▼
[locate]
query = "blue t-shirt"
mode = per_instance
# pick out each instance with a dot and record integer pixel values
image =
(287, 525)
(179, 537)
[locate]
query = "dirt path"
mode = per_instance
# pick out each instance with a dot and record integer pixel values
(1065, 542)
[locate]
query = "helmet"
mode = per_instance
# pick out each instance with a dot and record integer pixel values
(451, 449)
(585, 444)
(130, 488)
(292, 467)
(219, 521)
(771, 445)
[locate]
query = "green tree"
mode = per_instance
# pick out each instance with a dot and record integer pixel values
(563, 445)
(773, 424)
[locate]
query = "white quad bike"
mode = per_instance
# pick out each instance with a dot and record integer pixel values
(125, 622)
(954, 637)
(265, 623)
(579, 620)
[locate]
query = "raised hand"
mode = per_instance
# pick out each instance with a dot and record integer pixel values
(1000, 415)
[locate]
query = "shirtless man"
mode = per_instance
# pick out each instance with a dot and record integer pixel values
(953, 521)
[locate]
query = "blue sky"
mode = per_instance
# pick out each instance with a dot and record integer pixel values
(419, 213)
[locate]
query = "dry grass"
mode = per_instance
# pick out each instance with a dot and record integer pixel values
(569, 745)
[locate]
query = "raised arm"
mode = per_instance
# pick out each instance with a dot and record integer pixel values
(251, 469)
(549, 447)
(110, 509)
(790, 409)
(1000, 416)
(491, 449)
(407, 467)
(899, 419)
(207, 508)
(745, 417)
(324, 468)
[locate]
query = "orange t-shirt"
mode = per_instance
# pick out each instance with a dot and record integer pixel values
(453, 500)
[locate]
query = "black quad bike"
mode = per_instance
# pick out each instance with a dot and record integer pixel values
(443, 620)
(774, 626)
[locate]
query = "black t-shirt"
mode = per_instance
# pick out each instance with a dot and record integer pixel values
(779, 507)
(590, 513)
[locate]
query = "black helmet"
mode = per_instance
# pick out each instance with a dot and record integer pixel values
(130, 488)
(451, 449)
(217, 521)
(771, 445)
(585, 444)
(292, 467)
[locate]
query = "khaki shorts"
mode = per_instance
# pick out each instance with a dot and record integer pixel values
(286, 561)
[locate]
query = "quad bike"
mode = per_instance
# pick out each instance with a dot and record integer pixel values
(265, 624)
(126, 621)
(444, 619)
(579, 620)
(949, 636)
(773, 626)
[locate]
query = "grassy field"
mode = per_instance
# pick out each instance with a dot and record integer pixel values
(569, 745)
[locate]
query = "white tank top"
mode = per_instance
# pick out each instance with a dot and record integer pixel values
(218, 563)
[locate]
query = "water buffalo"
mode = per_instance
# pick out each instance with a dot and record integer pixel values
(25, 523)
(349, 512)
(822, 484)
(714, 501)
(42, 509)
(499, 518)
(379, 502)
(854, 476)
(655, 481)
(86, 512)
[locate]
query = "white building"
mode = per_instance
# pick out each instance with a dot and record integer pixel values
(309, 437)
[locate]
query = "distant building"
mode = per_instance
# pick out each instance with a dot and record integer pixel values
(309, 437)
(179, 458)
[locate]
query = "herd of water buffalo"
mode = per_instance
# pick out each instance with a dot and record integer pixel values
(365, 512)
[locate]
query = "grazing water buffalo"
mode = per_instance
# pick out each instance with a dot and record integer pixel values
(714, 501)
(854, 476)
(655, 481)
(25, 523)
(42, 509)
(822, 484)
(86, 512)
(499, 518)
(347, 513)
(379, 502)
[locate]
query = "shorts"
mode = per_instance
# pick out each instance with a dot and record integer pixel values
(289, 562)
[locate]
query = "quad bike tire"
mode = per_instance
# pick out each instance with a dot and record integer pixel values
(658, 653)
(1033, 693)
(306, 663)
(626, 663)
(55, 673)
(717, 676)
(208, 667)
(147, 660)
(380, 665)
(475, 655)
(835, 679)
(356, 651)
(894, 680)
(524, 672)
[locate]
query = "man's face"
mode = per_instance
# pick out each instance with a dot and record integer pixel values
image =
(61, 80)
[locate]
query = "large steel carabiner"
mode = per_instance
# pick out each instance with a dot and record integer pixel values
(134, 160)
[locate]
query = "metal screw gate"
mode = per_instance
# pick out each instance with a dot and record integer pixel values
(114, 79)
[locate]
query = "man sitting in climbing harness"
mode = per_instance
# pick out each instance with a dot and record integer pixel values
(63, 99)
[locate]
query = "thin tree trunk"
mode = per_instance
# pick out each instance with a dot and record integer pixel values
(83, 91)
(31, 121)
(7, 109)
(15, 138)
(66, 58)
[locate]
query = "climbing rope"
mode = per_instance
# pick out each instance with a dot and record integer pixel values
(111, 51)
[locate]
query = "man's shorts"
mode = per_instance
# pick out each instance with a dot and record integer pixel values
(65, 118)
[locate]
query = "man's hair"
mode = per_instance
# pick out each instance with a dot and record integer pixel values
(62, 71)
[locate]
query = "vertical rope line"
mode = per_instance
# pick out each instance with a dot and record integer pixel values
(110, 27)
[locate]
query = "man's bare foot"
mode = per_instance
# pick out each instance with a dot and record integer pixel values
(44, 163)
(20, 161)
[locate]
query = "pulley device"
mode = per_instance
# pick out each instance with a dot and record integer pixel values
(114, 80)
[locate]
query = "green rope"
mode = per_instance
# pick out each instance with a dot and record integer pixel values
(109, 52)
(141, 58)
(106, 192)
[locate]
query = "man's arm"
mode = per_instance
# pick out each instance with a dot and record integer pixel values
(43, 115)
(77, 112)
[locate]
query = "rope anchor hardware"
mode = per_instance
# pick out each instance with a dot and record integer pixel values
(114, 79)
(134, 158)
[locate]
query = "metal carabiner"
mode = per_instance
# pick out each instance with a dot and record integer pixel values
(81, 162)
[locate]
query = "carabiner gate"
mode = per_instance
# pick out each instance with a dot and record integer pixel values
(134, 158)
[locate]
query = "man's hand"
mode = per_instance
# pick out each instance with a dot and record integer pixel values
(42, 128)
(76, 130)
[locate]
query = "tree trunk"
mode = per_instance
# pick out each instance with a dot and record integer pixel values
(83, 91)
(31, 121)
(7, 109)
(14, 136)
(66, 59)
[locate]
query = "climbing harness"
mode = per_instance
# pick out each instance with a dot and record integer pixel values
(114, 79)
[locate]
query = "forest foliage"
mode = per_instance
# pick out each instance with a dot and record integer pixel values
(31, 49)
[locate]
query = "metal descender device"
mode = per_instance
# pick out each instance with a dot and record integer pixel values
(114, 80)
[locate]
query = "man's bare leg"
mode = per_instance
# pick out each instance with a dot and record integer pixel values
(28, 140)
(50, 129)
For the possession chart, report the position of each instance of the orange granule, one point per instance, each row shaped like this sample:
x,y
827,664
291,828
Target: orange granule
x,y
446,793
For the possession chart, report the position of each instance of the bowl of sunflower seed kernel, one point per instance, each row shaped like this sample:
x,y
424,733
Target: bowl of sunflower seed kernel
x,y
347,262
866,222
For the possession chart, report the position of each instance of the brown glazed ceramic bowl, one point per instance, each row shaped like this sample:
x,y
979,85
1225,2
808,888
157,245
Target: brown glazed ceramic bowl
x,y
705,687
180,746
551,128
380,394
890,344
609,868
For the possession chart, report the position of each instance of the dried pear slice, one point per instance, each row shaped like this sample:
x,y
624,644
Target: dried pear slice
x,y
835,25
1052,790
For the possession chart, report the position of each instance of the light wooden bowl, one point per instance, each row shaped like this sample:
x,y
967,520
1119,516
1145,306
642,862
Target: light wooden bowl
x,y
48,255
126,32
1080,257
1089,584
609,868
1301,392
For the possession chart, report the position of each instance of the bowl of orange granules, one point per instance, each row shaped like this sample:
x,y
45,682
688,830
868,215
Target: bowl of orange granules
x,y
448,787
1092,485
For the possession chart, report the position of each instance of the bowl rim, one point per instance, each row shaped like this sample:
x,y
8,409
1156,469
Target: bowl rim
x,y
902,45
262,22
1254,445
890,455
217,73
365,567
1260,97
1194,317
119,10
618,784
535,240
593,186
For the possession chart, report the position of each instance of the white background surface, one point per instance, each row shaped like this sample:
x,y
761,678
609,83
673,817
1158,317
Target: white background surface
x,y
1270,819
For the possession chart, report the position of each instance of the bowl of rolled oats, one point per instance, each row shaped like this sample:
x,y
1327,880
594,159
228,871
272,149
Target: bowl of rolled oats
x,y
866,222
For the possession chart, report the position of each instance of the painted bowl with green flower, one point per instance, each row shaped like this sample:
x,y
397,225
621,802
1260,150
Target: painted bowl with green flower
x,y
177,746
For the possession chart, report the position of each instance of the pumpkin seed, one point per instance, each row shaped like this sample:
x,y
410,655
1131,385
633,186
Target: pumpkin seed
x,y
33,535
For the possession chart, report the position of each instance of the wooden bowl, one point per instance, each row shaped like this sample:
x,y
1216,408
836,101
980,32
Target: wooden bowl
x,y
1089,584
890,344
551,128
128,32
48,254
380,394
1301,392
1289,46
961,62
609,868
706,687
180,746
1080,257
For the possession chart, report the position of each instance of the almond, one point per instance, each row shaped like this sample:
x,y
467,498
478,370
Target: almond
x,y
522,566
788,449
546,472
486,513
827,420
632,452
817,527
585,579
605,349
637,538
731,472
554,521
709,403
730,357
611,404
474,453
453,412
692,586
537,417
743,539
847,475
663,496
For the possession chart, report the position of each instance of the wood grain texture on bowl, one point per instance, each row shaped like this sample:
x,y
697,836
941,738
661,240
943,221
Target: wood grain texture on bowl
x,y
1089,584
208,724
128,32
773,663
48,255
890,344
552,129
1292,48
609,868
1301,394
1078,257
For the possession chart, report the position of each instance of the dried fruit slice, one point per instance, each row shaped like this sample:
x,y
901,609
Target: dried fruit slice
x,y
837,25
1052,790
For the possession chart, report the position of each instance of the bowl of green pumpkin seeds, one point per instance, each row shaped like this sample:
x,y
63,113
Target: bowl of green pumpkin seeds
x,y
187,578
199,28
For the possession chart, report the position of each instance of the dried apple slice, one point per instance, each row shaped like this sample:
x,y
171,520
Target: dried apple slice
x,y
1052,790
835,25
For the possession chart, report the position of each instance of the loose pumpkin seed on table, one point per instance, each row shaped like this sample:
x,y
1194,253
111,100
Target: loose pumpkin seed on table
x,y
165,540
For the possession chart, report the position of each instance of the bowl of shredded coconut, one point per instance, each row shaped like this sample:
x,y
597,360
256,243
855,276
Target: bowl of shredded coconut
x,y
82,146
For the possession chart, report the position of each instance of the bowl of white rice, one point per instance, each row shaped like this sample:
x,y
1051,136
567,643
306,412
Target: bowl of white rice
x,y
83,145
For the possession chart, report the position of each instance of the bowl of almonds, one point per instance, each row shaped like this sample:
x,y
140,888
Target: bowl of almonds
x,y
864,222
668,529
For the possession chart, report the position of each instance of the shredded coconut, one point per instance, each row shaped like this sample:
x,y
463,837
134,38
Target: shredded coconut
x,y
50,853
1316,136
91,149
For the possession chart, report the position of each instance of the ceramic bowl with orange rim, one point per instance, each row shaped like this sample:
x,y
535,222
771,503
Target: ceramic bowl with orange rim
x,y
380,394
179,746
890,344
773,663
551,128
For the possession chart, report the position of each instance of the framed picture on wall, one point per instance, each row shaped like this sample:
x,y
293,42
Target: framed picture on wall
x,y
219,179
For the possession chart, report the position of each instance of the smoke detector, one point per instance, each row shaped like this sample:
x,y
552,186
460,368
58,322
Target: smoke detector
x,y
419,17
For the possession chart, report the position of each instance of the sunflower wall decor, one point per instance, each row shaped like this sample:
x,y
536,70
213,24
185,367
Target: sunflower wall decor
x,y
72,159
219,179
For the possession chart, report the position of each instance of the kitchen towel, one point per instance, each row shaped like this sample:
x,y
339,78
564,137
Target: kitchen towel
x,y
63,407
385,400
▲
**Exercise aim**
Scan the entries above for the word "quad". Report the lines that hold it.

**Result of the exercise**
query = "white quad bike"
query = "black quad bike"
query = "quad bike"
query = "quad bike tire"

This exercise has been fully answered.